_Task statement_: Write out, word for word, the stretch of the text on Edward Lucie-Smith from "Edward Lucie-Smith was" through "never looked back.".

_Text excerpt_:
****
Edward Lucie-Smith was a Jamaican-born British art critic, poet and author who spent more than six decades making the art world legible and occasionally uncomfortable, and has died aged 93. He published more than a hundred books and remained a working critic to the end, as opinionated and as readable as he had ever been.

Born in Kingston, Jamaica, in 1933, he came to Britain in 1946, was educated at the King’s School Canterbury, and read History at Merton College Oxford. After two years in the Royal Air Force and a decade writing advertising copy in London, he committed to freelance writing in 1966 and never looked back.

His first reputation was as a poet. A Tropical Childhood and Other Poems, published in 1961, won the John Llewellyn Rhys Memorial Prize and the Arts Council Triennial Award. He succeeded Philip Hobsbaum as leader of The Group, the influential mid-century circle of London poets, was elected a Fellow of the Royal Society of Literature in 1964, and co-founded the small press Turret Books the following year. The move into art criticism never entirely left poetry behind. He wrote with a sense of rhythm, a preference for the concrete over the abstract, and an instinct for the telling detail that most art writers never develop.

What made him genuinely unusual, and genuinely enjoyable to read, was that it was almost impossible to separate the critic from the man. His personality was fully present on the page: curious, irreverent, mischievous when the occasion called for it, and always willing to say what he actually thought rather than what the moment seemed to require. He took visible pleasure in puncturing solemnity wherever he found it, and reading him, you always knew exactly who you were dealing with.
****
_Material supplied_:
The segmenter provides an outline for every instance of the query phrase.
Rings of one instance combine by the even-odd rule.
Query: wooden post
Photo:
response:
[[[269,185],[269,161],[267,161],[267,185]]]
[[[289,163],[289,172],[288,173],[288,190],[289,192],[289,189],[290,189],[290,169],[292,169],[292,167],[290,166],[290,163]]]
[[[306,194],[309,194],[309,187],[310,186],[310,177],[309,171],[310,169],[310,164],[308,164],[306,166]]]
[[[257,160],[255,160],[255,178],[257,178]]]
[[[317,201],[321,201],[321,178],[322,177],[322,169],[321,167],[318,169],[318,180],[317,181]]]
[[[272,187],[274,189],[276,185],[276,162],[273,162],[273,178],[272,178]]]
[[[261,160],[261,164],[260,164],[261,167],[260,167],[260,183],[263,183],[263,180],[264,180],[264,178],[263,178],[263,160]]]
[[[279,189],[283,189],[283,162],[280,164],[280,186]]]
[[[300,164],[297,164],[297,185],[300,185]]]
****
_Answer to the problem_:
Edward Lucie-Smith was a Jamaican-born British art critic, poet and author who spent more than six decades making the art world legible and occasionally uncomfortable, and has died aged 93. He published more than a hundred books and remained a working critic to the end, as opinionated and as readable as he had ever been.

Born in Kingston, Jamaica, in 1933, he came to Britain in 1946, was educated at the King’s School Canterbury, and read History at Merton College Oxford. After two years in the Royal Air Force and a decade writing advertising copy in London, he committed to freelance writing in 1966 and never looked back.